**OBJECTIVE 1**
Answer these from the system architecture text below:
(a) How many MCP tools do AI agents use for queries?
(b) What debounce interval does Chokidar use when monitoring file changes?
(c) What TTL is set for the QueryCache?

System Architecture
8 packages. Strict unidirectional data flow. Zero circular dependencies. Built as a Turborepo + pnpm monorepo with TypeScript end-to-end.
Data Flow Pipeline
Data flows in one direction: Source → Parse → Graph → Query. No shortcuts, no circular dependencies.
Tree-sitter extracts functions, classes, imports, routes, DB ops, env vars, and events from TS, JS, Python, Rust, SQL, Markdown.
Nodes & edges ingested into Neo4j via batch UNWIND upserts. QueryCache with 30s TTL. Exponential retry backoff.
Chokidar monitors file changes with 500ms debounce. Incremental re-parse — only changed files are re-indexed.
AI agents query via 21 MCP tools (+ 9 resources, 6 prompts). Developers use 38 CLI commands. Viz dashboard for interactive exploration.
8 Packages
Each package has a single responsibility and strict boundaries. The dependency graph is unidirectional: core → parser/graph → watcher/mcp-server → cli.
Types, config (Zod), errors, logger (Pino)

**OBJECTIVE 2**
In the records below, echo each line from the one with "Reviewer note: verify that every instance of the bald" up to and including the one with "column 62, row 258".

**LISTED ENTRIES**
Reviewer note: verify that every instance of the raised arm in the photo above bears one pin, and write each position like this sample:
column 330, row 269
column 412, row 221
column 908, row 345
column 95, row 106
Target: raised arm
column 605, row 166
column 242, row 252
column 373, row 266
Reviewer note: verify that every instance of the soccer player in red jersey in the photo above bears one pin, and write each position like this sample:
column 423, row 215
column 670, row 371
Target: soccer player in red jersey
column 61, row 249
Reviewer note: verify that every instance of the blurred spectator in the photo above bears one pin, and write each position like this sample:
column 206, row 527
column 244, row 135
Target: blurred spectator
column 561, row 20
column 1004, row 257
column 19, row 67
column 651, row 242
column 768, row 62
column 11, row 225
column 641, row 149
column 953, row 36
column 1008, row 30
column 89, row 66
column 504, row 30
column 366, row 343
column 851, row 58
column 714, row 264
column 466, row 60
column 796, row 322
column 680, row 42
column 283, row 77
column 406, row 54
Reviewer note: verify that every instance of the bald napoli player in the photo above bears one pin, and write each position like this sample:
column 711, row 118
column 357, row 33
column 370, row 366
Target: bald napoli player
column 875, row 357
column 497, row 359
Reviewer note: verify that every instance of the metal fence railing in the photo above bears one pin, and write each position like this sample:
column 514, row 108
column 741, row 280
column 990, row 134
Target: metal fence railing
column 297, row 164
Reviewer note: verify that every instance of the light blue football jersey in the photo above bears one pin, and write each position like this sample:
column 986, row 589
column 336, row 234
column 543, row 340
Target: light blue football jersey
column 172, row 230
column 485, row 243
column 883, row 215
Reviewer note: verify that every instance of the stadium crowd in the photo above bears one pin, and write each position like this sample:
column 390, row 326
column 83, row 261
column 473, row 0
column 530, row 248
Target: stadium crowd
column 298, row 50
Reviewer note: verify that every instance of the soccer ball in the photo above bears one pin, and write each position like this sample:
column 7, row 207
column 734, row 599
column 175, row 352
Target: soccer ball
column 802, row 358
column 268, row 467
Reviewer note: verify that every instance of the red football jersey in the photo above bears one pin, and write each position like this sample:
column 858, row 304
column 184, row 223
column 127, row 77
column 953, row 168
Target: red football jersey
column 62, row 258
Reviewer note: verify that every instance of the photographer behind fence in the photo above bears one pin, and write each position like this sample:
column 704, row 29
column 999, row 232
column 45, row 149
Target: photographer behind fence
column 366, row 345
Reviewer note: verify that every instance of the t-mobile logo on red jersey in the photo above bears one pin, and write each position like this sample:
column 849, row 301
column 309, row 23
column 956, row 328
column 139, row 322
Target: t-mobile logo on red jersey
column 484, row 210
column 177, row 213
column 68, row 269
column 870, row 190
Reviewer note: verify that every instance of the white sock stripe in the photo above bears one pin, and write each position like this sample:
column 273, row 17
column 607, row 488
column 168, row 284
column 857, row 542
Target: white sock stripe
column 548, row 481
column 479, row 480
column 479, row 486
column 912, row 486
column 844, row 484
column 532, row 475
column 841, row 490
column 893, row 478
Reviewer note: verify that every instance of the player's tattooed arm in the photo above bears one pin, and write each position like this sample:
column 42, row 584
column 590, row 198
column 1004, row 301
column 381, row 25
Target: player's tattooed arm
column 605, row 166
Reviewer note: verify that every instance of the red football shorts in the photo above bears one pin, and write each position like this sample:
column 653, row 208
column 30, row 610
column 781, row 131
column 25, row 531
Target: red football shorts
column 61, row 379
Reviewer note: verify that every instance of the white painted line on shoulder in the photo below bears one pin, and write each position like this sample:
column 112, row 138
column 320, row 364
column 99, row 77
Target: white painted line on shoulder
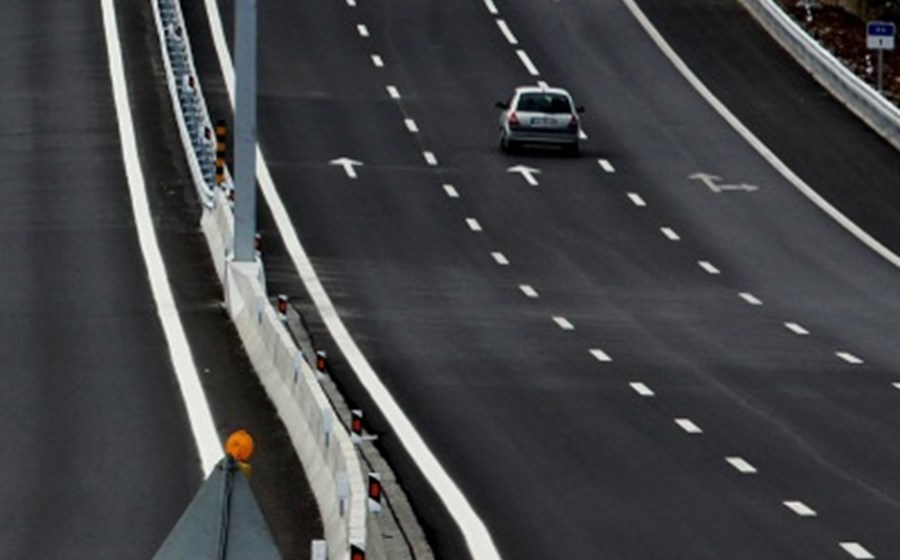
column 528, row 291
column 606, row 165
column 532, row 69
column 708, row 267
column 796, row 328
column 507, row 33
column 600, row 355
column 197, row 407
column 849, row 358
column 475, row 532
column 688, row 426
column 857, row 551
column 670, row 234
column 642, row 390
column 741, row 465
column 800, row 508
column 636, row 199
column 755, row 142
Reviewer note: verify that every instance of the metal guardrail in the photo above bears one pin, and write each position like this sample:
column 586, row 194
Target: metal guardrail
column 328, row 456
column 876, row 111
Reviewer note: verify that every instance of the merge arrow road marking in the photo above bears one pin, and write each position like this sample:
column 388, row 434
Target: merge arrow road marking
column 348, row 165
column 527, row 172
column 710, row 181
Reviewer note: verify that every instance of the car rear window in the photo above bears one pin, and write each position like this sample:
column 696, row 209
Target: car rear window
column 544, row 103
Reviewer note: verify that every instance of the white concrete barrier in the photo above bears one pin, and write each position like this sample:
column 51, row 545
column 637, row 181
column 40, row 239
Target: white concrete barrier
column 876, row 111
column 322, row 443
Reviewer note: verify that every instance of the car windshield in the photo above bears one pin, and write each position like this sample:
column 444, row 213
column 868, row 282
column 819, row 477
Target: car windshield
column 544, row 103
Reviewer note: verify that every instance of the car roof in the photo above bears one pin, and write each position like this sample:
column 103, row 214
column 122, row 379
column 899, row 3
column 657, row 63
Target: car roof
column 540, row 89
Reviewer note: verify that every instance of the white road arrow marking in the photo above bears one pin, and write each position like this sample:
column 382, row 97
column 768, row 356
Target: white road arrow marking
column 711, row 182
column 527, row 172
column 348, row 165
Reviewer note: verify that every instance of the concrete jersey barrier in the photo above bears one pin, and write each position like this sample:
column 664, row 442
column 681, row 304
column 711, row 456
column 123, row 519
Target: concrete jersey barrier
column 876, row 111
column 322, row 443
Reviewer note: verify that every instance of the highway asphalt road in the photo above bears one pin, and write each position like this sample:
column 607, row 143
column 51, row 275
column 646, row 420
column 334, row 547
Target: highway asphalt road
column 619, row 361
column 99, row 459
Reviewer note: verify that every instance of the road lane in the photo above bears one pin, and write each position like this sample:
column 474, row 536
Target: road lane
column 487, row 374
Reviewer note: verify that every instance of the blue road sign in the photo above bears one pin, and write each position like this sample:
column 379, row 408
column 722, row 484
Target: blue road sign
column 880, row 35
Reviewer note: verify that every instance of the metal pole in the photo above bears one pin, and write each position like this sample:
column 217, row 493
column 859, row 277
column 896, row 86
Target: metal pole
column 880, row 68
column 245, row 132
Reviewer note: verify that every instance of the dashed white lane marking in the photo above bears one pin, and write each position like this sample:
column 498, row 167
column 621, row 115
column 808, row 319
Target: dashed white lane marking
column 500, row 258
column 741, row 465
column 708, row 267
column 636, row 199
column 857, row 551
column 600, row 355
column 197, row 407
column 642, row 389
column 506, row 32
column 688, row 426
column 670, row 234
column 532, row 69
column 849, row 358
column 796, row 328
column 528, row 291
column 800, row 508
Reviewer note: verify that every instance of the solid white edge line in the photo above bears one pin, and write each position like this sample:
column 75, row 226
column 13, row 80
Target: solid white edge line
column 199, row 415
column 756, row 143
column 475, row 533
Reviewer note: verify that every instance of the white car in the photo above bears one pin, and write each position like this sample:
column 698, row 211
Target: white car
column 540, row 116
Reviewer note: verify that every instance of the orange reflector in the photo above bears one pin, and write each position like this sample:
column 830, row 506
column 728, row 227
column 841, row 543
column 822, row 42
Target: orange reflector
column 240, row 446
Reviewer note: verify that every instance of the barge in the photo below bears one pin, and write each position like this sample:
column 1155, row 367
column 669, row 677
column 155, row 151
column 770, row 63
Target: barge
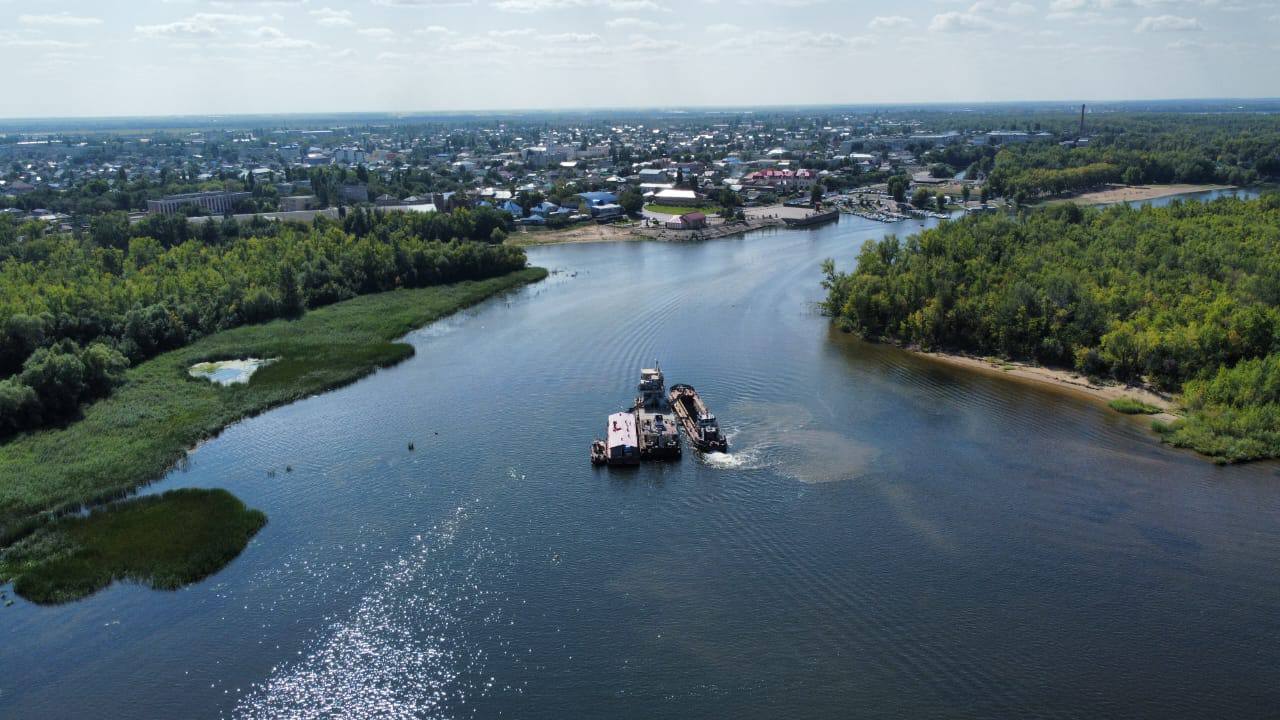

**EXERCISE RESULT 1**
(a) 21
(b) 500ms
(c) 30s

**EXERCISE RESULT 2**
Reviewer note: verify that every instance of the bald napoli player in the photo above bears one pin, and write each position like this sample:
column 711, row 118
column 357, row 33
column 370, row 366
Target: bald napoli player
column 875, row 357
column 497, row 359
Reviewer note: verify that every instance of the metal fence railing in the photo above bears one pin, and write each position like this sample:
column 514, row 108
column 741, row 280
column 990, row 134
Target: metal fence railing
column 297, row 164
Reviewer note: verify that every instance of the light blue football jersey in the photo above bears one pin, and write each position like this sample:
column 986, row 589
column 336, row 234
column 543, row 340
Target: light blue football jersey
column 172, row 230
column 485, row 243
column 883, row 215
Reviewer note: verify that every instance of the stadium crowd in the photo above bears one pin, and write each position like this sample:
column 390, row 326
column 83, row 261
column 473, row 0
column 530, row 248
Target: stadium crowd
column 298, row 50
Reviewer note: verify that every instance of the soccer ball in the photo above bears one pin, and write each position like this sample:
column 7, row 207
column 734, row 599
column 175, row 352
Target: soccer ball
column 802, row 358
column 268, row 467
Reviewer note: verify that every instance of the red football jersey in the photo above bears one pin, and write each position like this sample:
column 858, row 304
column 184, row 223
column 127, row 77
column 953, row 168
Target: red football jersey
column 62, row 258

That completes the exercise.